Work required: All entries, exactly as written, should be output again.

Data in this exercise:
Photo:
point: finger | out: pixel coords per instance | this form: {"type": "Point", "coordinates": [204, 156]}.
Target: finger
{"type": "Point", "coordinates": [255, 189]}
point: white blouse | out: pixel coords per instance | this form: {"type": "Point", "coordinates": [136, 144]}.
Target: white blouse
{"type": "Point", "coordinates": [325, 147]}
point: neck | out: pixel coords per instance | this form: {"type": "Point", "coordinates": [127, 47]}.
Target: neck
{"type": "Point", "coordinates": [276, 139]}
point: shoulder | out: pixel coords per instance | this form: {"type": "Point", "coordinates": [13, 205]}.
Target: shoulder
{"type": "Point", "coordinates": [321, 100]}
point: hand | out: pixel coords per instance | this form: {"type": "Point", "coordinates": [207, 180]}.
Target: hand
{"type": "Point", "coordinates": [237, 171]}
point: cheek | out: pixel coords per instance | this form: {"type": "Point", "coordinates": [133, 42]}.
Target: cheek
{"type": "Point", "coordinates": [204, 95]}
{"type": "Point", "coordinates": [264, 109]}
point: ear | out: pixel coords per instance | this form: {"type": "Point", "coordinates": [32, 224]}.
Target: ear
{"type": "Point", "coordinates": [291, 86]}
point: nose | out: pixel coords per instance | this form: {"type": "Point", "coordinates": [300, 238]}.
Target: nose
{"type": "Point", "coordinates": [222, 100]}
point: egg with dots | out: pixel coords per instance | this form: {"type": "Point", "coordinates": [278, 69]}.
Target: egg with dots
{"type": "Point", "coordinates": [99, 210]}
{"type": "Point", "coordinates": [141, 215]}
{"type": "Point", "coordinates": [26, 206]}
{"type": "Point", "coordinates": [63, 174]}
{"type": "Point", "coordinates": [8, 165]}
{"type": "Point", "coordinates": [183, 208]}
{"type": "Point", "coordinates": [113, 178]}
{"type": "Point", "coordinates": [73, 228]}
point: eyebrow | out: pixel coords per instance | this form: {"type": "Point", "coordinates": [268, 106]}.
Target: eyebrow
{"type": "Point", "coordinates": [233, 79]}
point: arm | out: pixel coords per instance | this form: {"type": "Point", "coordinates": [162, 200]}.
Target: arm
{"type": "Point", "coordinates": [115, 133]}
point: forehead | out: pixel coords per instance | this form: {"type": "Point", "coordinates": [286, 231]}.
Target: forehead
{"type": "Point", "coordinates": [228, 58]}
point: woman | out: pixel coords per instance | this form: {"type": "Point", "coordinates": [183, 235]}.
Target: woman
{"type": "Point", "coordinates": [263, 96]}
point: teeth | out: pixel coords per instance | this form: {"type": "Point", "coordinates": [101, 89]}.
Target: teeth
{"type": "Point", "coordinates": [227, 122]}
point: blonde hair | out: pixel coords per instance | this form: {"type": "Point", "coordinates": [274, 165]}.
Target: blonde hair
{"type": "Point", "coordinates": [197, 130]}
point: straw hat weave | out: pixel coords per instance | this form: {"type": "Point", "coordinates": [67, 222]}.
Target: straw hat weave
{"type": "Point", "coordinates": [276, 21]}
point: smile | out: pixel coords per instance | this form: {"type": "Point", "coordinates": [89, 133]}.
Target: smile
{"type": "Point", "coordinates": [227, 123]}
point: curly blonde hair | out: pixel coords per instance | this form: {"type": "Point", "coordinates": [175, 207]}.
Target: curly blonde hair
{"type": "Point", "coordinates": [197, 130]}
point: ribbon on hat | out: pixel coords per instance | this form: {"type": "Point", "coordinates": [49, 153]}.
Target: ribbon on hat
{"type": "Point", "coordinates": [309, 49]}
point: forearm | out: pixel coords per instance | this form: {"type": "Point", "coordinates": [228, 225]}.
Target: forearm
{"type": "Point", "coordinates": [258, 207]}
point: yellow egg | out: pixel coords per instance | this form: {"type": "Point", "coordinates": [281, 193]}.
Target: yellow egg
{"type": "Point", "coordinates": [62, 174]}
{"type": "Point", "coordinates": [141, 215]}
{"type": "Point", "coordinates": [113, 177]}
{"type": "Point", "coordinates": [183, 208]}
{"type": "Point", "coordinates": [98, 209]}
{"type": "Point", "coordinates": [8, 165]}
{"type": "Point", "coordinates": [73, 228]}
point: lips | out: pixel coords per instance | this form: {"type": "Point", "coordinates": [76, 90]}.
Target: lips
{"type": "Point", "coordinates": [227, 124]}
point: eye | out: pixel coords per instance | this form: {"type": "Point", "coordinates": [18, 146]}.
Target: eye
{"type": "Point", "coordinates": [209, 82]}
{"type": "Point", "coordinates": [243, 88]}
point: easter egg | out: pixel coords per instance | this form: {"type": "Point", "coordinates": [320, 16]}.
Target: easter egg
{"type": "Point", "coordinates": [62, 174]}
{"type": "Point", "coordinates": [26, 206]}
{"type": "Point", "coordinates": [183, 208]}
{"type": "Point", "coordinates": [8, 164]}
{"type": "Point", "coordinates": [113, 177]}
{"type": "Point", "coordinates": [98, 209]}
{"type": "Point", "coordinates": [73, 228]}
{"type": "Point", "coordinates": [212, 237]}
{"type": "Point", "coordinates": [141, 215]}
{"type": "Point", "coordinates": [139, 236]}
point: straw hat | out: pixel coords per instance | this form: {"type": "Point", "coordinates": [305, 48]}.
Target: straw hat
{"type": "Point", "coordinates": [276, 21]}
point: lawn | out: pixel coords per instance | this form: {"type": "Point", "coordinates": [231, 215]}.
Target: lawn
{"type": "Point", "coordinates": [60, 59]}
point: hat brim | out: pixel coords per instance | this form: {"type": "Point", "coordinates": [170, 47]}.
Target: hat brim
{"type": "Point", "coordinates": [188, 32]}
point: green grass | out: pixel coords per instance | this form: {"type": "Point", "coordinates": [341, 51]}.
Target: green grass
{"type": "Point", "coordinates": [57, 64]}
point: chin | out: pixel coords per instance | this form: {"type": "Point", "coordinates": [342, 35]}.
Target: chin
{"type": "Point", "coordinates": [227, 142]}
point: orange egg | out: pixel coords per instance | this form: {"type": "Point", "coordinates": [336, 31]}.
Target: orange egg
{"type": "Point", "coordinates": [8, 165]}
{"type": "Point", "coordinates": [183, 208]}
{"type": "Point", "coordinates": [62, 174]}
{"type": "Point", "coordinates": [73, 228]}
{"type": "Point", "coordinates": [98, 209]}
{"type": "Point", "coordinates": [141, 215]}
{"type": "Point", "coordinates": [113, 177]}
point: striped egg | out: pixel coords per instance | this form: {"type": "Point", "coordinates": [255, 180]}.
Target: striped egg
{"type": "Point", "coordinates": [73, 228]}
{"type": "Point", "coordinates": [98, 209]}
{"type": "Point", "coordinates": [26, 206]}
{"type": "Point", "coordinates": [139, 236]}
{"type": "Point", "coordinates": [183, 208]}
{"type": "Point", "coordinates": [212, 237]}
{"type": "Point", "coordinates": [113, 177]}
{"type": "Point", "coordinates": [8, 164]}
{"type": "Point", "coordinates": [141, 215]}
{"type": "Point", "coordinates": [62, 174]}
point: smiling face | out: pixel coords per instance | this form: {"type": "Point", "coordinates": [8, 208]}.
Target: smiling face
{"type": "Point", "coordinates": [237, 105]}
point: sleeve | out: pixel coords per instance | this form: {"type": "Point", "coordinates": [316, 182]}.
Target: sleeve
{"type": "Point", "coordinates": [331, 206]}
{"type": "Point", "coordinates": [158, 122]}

Exercise response:
Photo:
point: finger | out: pixel coords per instance | this form: {"type": "Point", "coordinates": [204, 156]}.
Target: finger
{"type": "Point", "coordinates": [255, 189]}
point: white blouse | out: pixel coords per instance | this form: {"type": "Point", "coordinates": [136, 144]}.
Target: white blouse
{"type": "Point", "coordinates": [325, 147]}
point: neck | out: pixel coords per instance | this form: {"type": "Point", "coordinates": [127, 47]}.
Target: neck
{"type": "Point", "coordinates": [276, 139]}
point: shoulder | out: pixel coords per instance | this form: {"type": "Point", "coordinates": [13, 205]}.
Target: shoulder
{"type": "Point", "coordinates": [321, 100]}
point: hand | out: pixel coords per instance | this form: {"type": "Point", "coordinates": [207, 180]}.
Target: hand
{"type": "Point", "coordinates": [237, 171]}
point: cheek | out: pixel coords per instance | this form: {"type": "Point", "coordinates": [133, 42]}.
Target: cheek
{"type": "Point", "coordinates": [204, 95]}
{"type": "Point", "coordinates": [264, 109]}
point: ear | out: pixel coords per instance | this form: {"type": "Point", "coordinates": [32, 224]}.
Target: ear
{"type": "Point", "coordinates": [291, 86]}
point: nose | out: pixel coords per instance | this form: {"type": "Point", "coordinates": [300, 238]}.
Target: nose
{"type": "Point", "coordinates": [222, 100]}
point: egg with dots | out: pixel coords per instance | this form: {"type": "Point", "coordinates": [278, 69]}.
Target: egg with dots
{"type": "Point", "coordinates": [99, 210]}
{"type": "Point", "coordinates": [141, 215]}
{"type": "Point", "coordinates": [26, 206]}
{"type": "Point", "coordinates": [63, 174]}
{"type": "Point", "coordinates": [8, 165]}
{"type": "Point", "coordinates": [183, 208]}
{"type": "Point", "coordinates": [113, 178]}
{"type": "Point", "coordinates": [73, 228]}
point: eyebrow | out: pixel coords per instance | this form: {"type": "Point", "coordinates": [268, 106]}.
Target: eyebrow
{"type": "Point", "coordinates": [233, 79]}
point: arm | out: pixel coords per instance | this form: {"type": "Point", "coordinates": [162, 200]}.
Target: arm
{"type": "Point", "coordinates": [115, 133]}
point: forehead | out: pixel coords per instance | this form: {"type": "Point", "coordinates": [286, 231]}.
Target: forehead
{"type": "Point", "coordinates": [228, 58]}
point: woman | out: pixel coords per instance | this form: {"type": "Point", "coordinates": [183, 235]}.
Target: woman
{"type": "Point", "coordinates": [263, 96]}
point: teeth | out: pixel coords per instance | this form: {"type": "Point", "coordinates": [101, 89]}.
Target: teeth
{"type": "Point", "coordinates": [227, 122]}
point: blonde hair | out: pixel coords per instance | this form: {"type": "Point", "coordinates": [274, 165]}.
Target: blonde hair
{"type": "Point", "coordinates": [197, 130]}
point: straw hat weave | out: pixel coords per instance | this form: {"type": "Point", "coordinates": [67, 222]}.
Target: straw hat weave
{"type": "Point", "coordinates": [276, 21]}
point: smile | out: pixel coords per instance | this form: {"type": "Point", "coordinates": [89, 133]}.
Target: smile
{"type": "Point", "coordinates": [227, 123]}
point: curly blonde hair | out: pixel coords per instance | this form: {"type": "Point", "coordinates": [175, 207]}.
Target: curly blonde hair
{"type": "Point", "coordinates": [197, 130]}
point: ribbon on hat | out: pixel coords per instance | this form: {"type": "Point", "coordinates": [49, 153]}.
Target: ribbon on hat
{"type": "Point", "coordinates": [309, 49]}
point: forearm | out: pixel coords per instance | this form: {"type": "Point", "coordinates": [228, 225]}.
Target: forearm
{"type": "Point", "coordinates": [258, 207]}
point: yellow egg | out: pixel coords per instance | this form: {"type": "Point", "coordinates": [281, 193]}.
Target: yellow egg
{"type": "Point", "coordinates": [62, 174]}
{"type": "Point", "coordinates": [141, 215]}
{"type": "Point", "coordinates": [113, 177]}
{"type": "Point", "coordinates": [183, 208]}
{"type": "Point", "coordinates": [98, 209]}
{"type": "Point", "coordinates": [8, 165]}
{"type": "Point", "coordinates": [73, 228]}
point: lips | out: pixel coords per instance | this form: {"type": "Point", "coordinates": [76, 90]}.
Target: lips
{"type": "Point", "coordinates": [227, 124]}
point: eye | out: pixel coords per instance | this form: {"type": "Point", "coordinates": [18, 146]}.
Target: eye
{"type": "Point", "coordinates": [209, 82]}
{"type": "Point", "coordinates": [243, 88]}
point: easter egg | out: pixel coords per instance | this form: {"type": "Point", "coordinates": [320, 16]}.
Target: easter egg
{"type": "Point", "coordinates": [62, 174]}
{"type": "Point", "coordinates": [26, 206]}
{"type": "Point", "coordinates": [183, 208]}
{"type": "Point", "coordinates": [8, 164]}
{"type": "Point", "coordinates": [113, 177]}
{"type": "Point", "coordinates": [98, 209]}
{"type": "Point", "coordinates": [73, 228]}
{"type": "Point", "coordinates": [212, 237]}
{"type": "Point", "coordinates": [141, 215]}
{"type": "Point", "coordinates": [139, 236]}
point: straw hat | out: pixel coords per instance | this form: {"type": "Point", "coordinates": [305, 48]}.
Target: straw hat
{"type": "Point", "coordinates": [276, 21]}
point: lawn | out: pixel coords per instance | this form: {"type": "Point", "coordinates": [231, 215]}.
Target: lawn
{"type": "Point", "coordinates": [60, 59]}
point: hat brim | out: pixel coords per instance | this form: {"type": "Point", "coordinates": [170, 47]}.
Target: hat brim
{"type": "Point", "coordinates": [188, 32]}
point: green grass | out: pixel coords per instance | this form: {"type": "Point", "coordinates": [341, 51]}.
Target: green grass
{"type": "Point", "coordinates": [57, 64]}
point: chin | out: pixel coords per instance | this form: {"type": "Point", "coordinates": [342, 35]}.
Target: chin
{"type": "Point", "coordinates": [227, 142]}
point: orange egg | out: pixel coords per instance | this form: {"type": "Point", "coordinates": [336, 31]}.
Target: orange egg
{"type": "Point", "coordinates": [8, 165]}
{"type": "Point", "coordinates": [183, 208]}
{"type": "Point", "coordinates": [62, 174]}
{"type": "Point", "coordinates": [73, 228]}
{"type": "Point", "coordinates": [98, 209]}
{"type": "Point", "coordinates": [141, 215]}
{"type": "Point", "coordinates": [113, 177]}
point: striped egg | out: pixel coords per instance | this form: {"type": "Point", "coordinates": [255, 180]}.
Target: striped egg
{"type": "Point", "coordinates": [73, 228]}
{"type": "Point", "coordinates": [98, 209]}
{"type": "Point", "coordinates": [26, 206]}
{"type": "Point", "coordinates": [139, 236]}
{"type": "Point", "coordinates": [183, 208]}
{"type": "Point", "coordinates": [212, 237]}
{"type": "Point", "coordinates": [113, 177]}
{"type": "Point", "coordinates": [8, 164]}
{"type": "Point", "coordinates": [141, 215]}
{"type": "Point", "coordinates": [62, 174]}
point: smiling face | out: pixel coords per instance | this form: {"type": "Point", "coordinates": [8, 208]}.
Target: smiling face
{"type": "Point", "coordinates": [237, 105]}
point: sleeve | out: pixel coords per instance | this form: {"type": "Point", "coordinates": [316, 182]}.
Target: sleeve
{"type": "Point", "coordinates": [331, 206]}
{"type": "Point", "coordinates": [158, 122]}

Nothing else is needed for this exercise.